→ **Location labeling records**
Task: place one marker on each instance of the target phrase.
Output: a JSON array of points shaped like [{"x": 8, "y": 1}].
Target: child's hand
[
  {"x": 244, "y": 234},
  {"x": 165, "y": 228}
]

→ **Aim of the task**
Rewrite the material above with "dot" in place of "marker" and every other part left unchanged.

→ **Answer to this task**
Task: place one dot on each instance of the target phrase.
Output: a JSON array of points shaped like [{"x": 8, "y": 1}].
Target: child's hand
[
  {"x": 244, "y": 234},
  {"x": 165, "y": 228}
]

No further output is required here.